- [Task brief]: How many lines of the records contain the word "green"? Reply with the number alone.

- [Data to use]:
++++++++++++++++++++

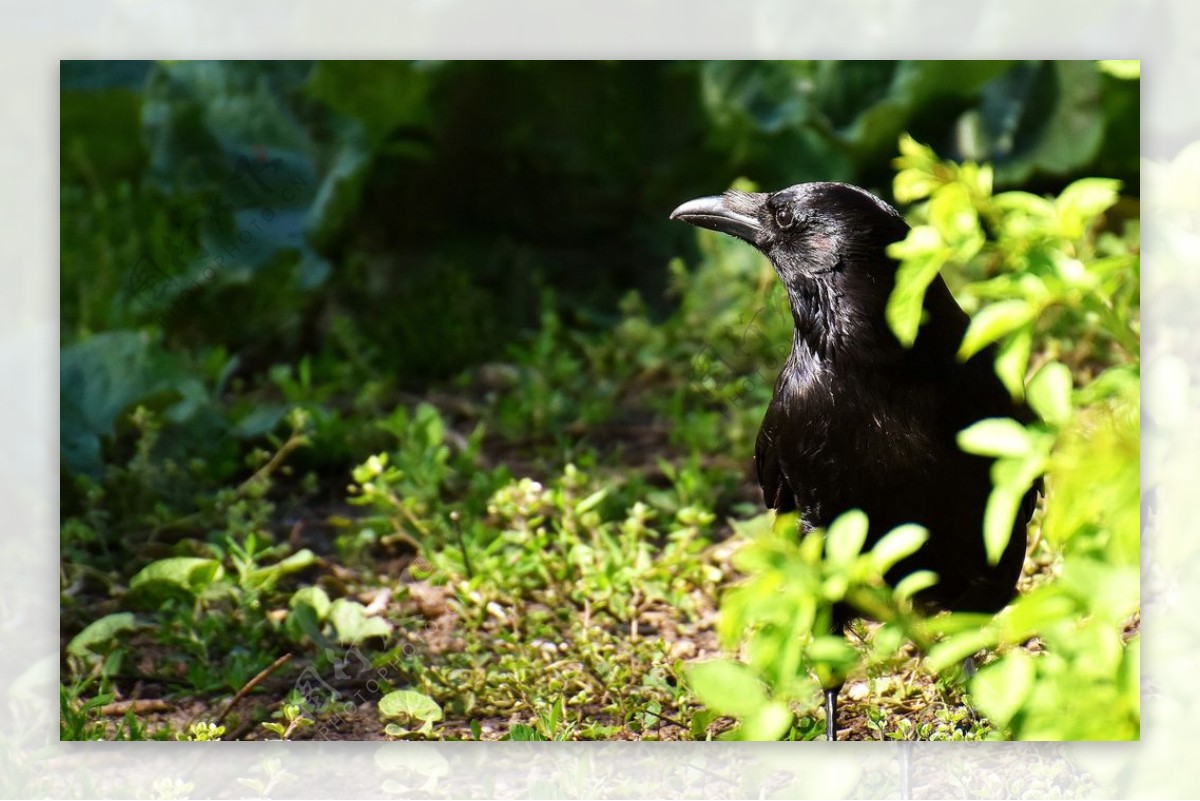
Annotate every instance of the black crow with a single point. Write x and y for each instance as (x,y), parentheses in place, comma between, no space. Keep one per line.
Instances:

++++++++++++++++++++

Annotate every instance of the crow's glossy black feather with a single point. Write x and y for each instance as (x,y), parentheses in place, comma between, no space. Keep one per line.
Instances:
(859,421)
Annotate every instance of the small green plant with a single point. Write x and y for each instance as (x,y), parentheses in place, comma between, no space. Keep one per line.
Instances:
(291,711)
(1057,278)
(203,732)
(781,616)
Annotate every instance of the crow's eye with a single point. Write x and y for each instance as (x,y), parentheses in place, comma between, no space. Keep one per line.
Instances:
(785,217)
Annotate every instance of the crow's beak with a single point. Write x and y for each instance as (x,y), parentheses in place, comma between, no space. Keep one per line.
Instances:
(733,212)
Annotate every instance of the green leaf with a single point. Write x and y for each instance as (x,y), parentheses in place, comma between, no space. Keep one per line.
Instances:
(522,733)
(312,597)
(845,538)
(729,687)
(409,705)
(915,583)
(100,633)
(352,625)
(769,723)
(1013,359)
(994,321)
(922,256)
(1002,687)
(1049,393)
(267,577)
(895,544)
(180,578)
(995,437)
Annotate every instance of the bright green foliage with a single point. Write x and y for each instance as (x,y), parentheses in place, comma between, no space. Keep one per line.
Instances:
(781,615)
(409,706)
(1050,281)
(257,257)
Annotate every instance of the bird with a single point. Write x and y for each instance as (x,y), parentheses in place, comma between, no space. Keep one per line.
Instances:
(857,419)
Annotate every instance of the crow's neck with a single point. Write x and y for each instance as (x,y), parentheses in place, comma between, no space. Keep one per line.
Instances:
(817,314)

++++++++++++++++++++

- [Final result]: 3